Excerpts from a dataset
******

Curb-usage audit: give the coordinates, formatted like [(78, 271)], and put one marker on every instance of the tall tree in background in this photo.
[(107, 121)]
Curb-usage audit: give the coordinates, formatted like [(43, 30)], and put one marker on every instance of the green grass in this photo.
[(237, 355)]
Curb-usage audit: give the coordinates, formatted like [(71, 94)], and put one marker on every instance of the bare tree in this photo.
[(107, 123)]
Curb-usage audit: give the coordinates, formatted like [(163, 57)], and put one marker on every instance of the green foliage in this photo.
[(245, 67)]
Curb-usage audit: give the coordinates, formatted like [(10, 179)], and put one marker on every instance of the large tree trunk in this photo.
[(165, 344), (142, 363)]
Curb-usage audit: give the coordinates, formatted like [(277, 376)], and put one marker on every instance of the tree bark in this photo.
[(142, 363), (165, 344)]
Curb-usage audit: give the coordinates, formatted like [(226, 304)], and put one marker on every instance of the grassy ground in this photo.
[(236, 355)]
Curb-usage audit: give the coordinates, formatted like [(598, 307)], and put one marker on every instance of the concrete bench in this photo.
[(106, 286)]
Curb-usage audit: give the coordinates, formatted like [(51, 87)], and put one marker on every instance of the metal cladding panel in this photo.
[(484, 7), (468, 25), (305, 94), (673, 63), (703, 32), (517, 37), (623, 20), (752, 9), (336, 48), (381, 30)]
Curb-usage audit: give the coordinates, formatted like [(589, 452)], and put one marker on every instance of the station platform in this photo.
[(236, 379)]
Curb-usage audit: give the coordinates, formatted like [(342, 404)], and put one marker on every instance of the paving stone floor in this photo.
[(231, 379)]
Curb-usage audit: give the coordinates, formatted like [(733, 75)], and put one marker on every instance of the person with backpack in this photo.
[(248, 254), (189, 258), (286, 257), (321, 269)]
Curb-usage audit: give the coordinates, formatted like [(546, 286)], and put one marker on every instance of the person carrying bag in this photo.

******

- _Work to complete_: Give all the lines above again, exactly.

- _Answer for the task_:
Curb-usage audit: give the coordinates, formatted like [(78, 271)], and put one marker on every instance of the tall tree in background in this photo.
[(107, 121)]
Curb-usage audit: give the coordinates, formatted like [(43, 30)], and put one marker on every instance of the green grass in this photo.
[(237, 355)]
Curb-usage audit: give the coordinates, formatted like [(71, 94)], and put one marker on every instance of the bare tree in this photo.
[(107, 123)]
Curb-usage audit: give the coordinates, formatted like [(163, 57)], and put one marker on every instance of the green foliage in this photo.
[(245, 67)]
Curb-usage audit: give the coordinates, formatted like [(10, 179)], and put one marker on every instance of the large tree trunk in this photo.
[(165, 344), (142, 363)]
Curb-usage audit: give the coordinates, formatted like [(277, 376)], and put one marker on every instance of the tree bark in this photo.
[(142, 363), (165, 344)]
Curb-usage audit: give the coordinates, formatted like [(226, 304)], and put one marker on every instance of the grassy ground in this photo.
[(236, 355)]
Curb-usage audit: give the coordinates, formatted like [(598, 307)], and put one marker on every instance of the concrete bench in this photo.
[(106, 286)]
Curb-usage audit: give the coordinates, formatted like [(51, 87)], and put one marker on every instance of the metal cladding panel in this photo.
[(484, 7), (468, 25), (305, 94), (673, 63), (703, 32), (517, 37), (623, 20), (752, 9), (336, 48), (381, 30)]
Curb-usage audit: give the coordinates, formatted like [(589, 452)], and put one marker on every instance of the station platform in this photo.
[(236, 379)]
Curb-usage audit: give the coordinates, formatted like [(342, 404)], and put one marker on every instance of the paving stone floor in this photo.
[(231, 379)]
Curb-usage audit: give the coordinates, formatted like [(733, 75)], and put one marker on every instance of the person with backpack in this photo.
[(248, 254), (189, 258), (286, 257), (321, 269)]
Curb-usage audit: give the coordinates, formatted like [(546, 286)], and put one marker on every instance of the person carrying bag in this photo.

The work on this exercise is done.